▸ SOURCE TEXT
Segment Open

At least that's the way I heard it. Or maybe he was never married,
but I think he was. In any event, that explained the money, which in
turn explained the social standing. He was older and gone well
before I arrived, but Bea was very much there until I was in medical
school. The last I saw of her was when I came to see her in the
hospital and all I saw was her going to some test on a gurney, and
she looked my way and said, “Buddy!” with hope and connection to
her world of love, and then off she went. Like the last time I saw
my Dad in his hospital bed on a Friday night as I flew into
Philadelphia from San Francisco, and his “girlfriend” at his
bedside said, “Buddy's here!” and I showed him a short video clip
of The Producers, his favorite show, on a portable video players, and
he smiled and pointed at it – another cherished memory of laughing
– and in the morning I got a call that he was gone. What are you
going to do?
I
think it was Aunt Bea who gave me my Omega Seamaster watch when I
graduated from college. Probably. My father marveled at it, I
think. He told me how special it was. It was almost like it was a
present to both of us. I'm wondering if he could have given it to
me, but that's not the way he rolled, and proud as proud could be of
me, his gifts were more utilitarian. I owed nothing for four years
of college and four years of medical school, there was never any
question. I took it with gratitude, but he never asked me for that.
All I had to do was to do my best, which I did, and the bargain was
complete.
I
wore that Seamaster for years, I replaced the strap a couple of times
and finally came up with a Speidel expandable band, but then other
watches came, the Seamaster lost its crown at some point, and I kept
it in the top drawer of my Nakashima dresser for decades. A few
years before he died at age 92 when I visited my father in
Philadelphia, he pulled out his new watch to show me. It was one of
the first digitals. He said, “I finally got the watch that does
everything I want it to do! Here it is. And I got it for free from
my dry cleaner!” I guess it was a Casio, but it could have been a
Timex. Date and time, and probably even a stopwatch, all powered by
a little battery.

Segment Closed

▸ WHAT YOU WILL DO
Rewrite the passage about the watches, starting with "All I had to" and going on through "a little battery.", swapping "dry cleaner" for "barber".

▸ THE DATA
Segment Open

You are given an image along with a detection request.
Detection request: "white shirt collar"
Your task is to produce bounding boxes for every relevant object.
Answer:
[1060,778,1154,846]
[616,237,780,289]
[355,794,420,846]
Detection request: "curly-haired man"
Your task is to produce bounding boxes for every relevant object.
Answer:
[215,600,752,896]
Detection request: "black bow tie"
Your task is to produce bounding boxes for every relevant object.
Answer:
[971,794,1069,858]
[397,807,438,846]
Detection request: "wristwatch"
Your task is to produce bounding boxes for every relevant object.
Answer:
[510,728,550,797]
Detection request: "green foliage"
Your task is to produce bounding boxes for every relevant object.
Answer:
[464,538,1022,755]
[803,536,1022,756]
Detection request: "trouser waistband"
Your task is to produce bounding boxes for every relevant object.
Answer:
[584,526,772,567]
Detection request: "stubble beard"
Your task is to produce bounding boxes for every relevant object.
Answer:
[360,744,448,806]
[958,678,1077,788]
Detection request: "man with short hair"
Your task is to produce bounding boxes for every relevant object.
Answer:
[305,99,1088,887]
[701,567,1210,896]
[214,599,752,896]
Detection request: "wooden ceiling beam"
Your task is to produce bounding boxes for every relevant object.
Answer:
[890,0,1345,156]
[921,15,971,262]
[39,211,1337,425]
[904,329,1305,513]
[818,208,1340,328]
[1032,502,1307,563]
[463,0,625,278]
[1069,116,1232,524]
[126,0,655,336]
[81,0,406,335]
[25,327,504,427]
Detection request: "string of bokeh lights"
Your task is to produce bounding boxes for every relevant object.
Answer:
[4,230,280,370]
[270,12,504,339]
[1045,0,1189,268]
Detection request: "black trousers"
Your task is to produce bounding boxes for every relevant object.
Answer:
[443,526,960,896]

Segment Closed

▸ RESULT BELOW
All I had to do was to do my best, which I did, and the bargain was
complete.
I
wore that Seamaster for years, I replaced the strap a couple of times
and finally came up with a Speidel expandable band, but then other
watches came, the Seamaster lost its crown at some point, and I kept
it in the top drawer of my Nakashima dresser for decades. A few
years before he died at age 92 when I visited my father in
Philadelphia, he pulled out his new watch to show me. It was one of
the first digitals. He said, “I finally got the watch that does
everything I want it to do! Here it is. And I got it for free from
my barber!” I guess it was a Casio, but it could have been a
Timex. Date and time, and probably even a stopwatch, all powered by
a little battery.